### [TASK GOAL]
Reproduce the entries word for word, from the first line through the line containing "[669,443,698,476]", including both of those lines.

### [DATA TO PROCESS]

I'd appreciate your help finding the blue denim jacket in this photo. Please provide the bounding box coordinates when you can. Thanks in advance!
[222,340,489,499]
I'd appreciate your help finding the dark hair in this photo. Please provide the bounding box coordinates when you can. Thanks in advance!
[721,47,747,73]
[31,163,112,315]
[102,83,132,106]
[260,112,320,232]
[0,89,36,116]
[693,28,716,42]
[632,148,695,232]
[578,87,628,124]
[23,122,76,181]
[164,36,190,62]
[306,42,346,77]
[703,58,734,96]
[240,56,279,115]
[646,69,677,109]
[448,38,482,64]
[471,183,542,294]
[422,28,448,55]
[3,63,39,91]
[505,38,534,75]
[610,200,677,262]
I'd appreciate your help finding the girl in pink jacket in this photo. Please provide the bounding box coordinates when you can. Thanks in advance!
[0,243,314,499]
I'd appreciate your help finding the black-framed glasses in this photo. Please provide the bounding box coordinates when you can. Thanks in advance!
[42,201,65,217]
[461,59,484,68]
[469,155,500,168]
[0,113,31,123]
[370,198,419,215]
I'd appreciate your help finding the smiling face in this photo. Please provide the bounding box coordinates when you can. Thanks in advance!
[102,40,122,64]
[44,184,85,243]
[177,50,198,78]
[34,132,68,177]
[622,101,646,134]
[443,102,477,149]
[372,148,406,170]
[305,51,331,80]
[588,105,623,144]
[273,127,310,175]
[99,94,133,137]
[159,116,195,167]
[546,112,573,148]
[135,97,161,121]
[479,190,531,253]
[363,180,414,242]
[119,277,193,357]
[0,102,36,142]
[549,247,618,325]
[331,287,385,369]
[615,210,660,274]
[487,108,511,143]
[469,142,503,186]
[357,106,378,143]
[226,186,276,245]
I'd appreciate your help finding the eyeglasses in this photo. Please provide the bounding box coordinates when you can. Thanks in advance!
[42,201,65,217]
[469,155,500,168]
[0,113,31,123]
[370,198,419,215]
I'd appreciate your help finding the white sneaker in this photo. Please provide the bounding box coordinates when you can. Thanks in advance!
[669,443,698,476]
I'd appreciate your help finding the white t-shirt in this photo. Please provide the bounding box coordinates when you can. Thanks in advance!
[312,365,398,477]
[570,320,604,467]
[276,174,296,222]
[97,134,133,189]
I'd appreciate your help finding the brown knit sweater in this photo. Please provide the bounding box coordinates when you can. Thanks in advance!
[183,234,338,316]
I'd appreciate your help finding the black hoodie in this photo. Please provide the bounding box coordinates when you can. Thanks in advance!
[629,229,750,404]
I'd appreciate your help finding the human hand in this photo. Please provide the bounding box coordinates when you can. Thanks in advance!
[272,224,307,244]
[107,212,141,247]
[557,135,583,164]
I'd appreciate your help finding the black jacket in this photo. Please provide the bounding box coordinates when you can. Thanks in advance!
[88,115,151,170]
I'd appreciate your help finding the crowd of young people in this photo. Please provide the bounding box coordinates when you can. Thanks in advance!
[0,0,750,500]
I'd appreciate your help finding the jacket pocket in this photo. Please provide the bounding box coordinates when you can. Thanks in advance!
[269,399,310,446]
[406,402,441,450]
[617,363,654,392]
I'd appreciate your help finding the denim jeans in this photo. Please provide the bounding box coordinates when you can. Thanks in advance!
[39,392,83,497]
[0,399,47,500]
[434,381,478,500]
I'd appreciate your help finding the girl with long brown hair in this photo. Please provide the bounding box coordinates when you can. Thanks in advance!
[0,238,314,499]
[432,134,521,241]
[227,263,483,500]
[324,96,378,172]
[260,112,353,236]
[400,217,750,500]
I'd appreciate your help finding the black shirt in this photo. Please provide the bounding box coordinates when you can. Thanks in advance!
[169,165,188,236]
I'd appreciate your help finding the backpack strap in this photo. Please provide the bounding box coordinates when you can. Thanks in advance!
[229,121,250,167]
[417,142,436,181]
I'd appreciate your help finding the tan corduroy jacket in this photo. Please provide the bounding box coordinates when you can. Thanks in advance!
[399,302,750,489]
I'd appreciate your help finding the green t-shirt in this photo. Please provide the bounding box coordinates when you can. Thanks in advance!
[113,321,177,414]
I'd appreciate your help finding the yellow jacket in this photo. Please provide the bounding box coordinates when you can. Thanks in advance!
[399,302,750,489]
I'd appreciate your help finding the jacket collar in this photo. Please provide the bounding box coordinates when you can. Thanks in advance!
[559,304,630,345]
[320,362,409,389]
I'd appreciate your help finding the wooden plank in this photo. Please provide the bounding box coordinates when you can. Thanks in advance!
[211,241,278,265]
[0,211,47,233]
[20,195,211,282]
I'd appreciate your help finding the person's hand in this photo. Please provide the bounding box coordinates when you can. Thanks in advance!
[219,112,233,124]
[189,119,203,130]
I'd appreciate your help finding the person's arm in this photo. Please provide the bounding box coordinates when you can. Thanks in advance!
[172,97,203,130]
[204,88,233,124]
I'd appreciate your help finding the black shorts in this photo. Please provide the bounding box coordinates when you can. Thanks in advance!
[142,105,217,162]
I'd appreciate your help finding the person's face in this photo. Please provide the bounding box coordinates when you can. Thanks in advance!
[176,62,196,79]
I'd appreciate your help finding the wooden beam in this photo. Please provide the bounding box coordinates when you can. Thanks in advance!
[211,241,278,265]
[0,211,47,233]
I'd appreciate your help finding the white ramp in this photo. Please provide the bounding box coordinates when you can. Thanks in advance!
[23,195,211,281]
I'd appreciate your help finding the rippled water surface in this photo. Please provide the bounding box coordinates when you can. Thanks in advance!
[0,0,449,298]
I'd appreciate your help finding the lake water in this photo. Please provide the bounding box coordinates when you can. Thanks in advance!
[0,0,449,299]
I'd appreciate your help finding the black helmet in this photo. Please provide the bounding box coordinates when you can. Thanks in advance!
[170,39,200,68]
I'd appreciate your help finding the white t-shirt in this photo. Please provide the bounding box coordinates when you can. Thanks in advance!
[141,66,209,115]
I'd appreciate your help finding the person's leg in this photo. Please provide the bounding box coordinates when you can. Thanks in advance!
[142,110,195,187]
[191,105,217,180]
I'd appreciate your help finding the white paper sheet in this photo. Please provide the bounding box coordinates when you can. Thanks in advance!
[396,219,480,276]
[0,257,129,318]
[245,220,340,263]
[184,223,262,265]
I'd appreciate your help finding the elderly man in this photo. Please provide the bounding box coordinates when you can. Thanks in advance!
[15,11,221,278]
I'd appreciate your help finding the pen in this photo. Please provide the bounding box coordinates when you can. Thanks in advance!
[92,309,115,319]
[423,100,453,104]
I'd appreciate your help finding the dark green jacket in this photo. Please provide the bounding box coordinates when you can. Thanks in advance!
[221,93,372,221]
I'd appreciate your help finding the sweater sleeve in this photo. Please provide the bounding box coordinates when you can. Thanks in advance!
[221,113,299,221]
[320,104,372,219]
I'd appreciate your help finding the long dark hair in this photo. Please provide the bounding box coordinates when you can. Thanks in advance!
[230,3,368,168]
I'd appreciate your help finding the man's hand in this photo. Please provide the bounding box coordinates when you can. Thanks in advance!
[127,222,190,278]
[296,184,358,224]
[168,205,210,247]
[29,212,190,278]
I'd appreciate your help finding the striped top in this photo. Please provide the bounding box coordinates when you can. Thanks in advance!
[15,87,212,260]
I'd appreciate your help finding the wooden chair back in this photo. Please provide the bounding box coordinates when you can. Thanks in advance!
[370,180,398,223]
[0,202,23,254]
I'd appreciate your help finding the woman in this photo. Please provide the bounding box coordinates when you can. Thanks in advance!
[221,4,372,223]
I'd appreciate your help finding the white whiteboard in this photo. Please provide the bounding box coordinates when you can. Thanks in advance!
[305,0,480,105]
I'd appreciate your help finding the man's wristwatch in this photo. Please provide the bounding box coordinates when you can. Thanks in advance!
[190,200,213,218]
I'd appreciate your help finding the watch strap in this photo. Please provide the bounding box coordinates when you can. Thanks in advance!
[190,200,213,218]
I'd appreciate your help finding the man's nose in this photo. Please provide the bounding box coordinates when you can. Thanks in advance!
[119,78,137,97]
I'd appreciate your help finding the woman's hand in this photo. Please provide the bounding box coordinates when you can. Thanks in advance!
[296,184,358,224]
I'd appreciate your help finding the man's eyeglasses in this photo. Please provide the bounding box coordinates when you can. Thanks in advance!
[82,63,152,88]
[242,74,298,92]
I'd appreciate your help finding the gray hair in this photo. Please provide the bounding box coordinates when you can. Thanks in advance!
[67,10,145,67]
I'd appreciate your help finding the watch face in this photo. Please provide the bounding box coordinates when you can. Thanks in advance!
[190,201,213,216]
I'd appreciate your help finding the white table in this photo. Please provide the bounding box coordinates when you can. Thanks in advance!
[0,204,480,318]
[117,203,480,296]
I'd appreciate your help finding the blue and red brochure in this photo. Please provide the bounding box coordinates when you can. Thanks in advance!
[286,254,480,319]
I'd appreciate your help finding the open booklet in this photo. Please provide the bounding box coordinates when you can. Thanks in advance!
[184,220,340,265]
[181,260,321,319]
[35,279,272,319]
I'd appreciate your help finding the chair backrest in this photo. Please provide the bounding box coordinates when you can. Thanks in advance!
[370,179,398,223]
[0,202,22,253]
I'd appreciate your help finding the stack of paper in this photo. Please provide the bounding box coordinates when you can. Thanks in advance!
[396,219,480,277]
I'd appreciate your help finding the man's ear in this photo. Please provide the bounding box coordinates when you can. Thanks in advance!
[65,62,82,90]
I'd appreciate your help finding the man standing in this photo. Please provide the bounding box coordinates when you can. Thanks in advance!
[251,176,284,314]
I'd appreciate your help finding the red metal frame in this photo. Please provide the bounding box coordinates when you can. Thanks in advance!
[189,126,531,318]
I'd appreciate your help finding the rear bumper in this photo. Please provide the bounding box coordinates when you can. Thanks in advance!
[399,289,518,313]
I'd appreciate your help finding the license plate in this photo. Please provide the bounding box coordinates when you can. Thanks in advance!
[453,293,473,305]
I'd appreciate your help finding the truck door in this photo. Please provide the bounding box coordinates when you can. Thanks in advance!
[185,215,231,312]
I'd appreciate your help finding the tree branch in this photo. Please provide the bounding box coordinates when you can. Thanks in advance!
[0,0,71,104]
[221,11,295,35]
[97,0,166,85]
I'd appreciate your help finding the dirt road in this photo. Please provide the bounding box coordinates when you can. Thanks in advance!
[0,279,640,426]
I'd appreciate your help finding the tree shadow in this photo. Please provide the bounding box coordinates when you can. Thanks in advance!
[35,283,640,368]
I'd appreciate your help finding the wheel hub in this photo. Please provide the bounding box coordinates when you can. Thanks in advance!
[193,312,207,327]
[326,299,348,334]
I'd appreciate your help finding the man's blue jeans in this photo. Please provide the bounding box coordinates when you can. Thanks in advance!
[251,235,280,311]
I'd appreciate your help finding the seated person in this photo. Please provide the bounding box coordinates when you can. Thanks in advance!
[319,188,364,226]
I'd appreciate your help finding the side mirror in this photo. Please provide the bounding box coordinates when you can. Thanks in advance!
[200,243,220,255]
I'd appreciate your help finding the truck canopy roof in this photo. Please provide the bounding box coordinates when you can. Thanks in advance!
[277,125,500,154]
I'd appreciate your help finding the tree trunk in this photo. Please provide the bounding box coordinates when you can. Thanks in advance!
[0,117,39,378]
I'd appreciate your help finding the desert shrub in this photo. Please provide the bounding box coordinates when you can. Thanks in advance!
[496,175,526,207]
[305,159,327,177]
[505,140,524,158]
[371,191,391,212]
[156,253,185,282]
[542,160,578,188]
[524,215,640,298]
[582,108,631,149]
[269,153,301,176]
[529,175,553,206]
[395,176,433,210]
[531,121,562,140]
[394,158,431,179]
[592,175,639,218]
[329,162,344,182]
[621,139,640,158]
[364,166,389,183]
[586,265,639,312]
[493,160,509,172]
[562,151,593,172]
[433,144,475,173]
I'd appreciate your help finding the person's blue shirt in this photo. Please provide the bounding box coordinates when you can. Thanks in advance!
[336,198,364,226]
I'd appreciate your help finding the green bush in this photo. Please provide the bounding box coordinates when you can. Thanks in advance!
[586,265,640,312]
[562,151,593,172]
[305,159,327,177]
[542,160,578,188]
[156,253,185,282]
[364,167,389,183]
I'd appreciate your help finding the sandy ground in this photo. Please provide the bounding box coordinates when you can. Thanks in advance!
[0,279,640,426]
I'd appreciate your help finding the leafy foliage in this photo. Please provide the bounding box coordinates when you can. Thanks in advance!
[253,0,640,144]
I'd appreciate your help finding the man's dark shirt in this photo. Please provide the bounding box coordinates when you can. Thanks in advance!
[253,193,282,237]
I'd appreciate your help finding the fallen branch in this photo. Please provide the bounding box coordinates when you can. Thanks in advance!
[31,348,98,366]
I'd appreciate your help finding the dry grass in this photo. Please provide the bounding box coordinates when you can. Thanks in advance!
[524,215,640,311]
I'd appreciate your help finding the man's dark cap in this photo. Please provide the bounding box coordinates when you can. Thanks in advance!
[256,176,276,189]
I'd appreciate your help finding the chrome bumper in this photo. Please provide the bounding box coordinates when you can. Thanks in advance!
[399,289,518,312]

### [OUTPUT OF THE TASK]
I'd appreciate your help finding the blue denim jacket in this photo. Please provide the bounding box coordinates when you can. Thanks in advance!
[222,340,489,499]
I'd appreciate your help finding the dark hair in this photo. Please provide the bounding box coordinates when you can. Thanks in advance!
[721,47,747,73]
[31,163,112,315]
[102,83,132,106]
[260,112,320,232]
[0,89,36,116]
[693,28,716,42]
[632,148,695,232]
[578,87,628,124]
[23,122,76,181]
[164,36,190,62]
[306,42,346,77]
[703,58,734,96]
[240,56,279,115]
[646,69,677,109]
[448,38,482,64]
[471,183,542,294]
[422,28,448,55]
[3,63,39,91]
[505,38,534,75]
[610,200,677,262]
I'd appreciate your help finding the girl in pink jacket in this photo. Please provide the bounding box coordinates when you can. Thanks in advance!
[0,243,314,499]
I'd appreciate your help finding the black-framed glasses in this photo. Please provide the bounding box coordinates when you can. Thanks in advance!
[42,201,65,217]
[461,59,484,68]
[469,155,500,168]
[0,113,31,123]
[370,198,419,215]
I'd appreciate your help finding the smiling face in this photo. Please provide the bounding box coordinates when you can. Thanks in advance!
[102,40,122,64]
[44,184,85,243]
[177,50,198,78]
[34,132,68,177]
[622,101,646,134]
[443,102,477,149]
[372,148,406,170]
[305,51,331,80]
[588,105,623,144]
[273,127,310,175]
[99,94,133,137]
[159,116,195,167]
[546,112,573,148]
[135,97,161,121]
[479,190,531,253]
[363,180,414,242]
[119,277,193,357]
[0,102,36,142]
[549,247,618,325]
[331,287,385,369]
[615,210,660,274]
[487,108,511,143]
[469,142,503,186]
[357,106,378,143]
[226,186,276,245]
I'd appreciate your help finding the eyeglasses in this photo. Please provide the bounding box coordinates when you can. Thanks in advance!
[42,201,65,217]
[469,155,500,168]
[0,113,31,123]
[370,198,419,215]
I'd appreciate your help finding the white sneaker in this photo. Please provide the bounding box coordinates when you can. Thanks in advance!
[669,443,698,476]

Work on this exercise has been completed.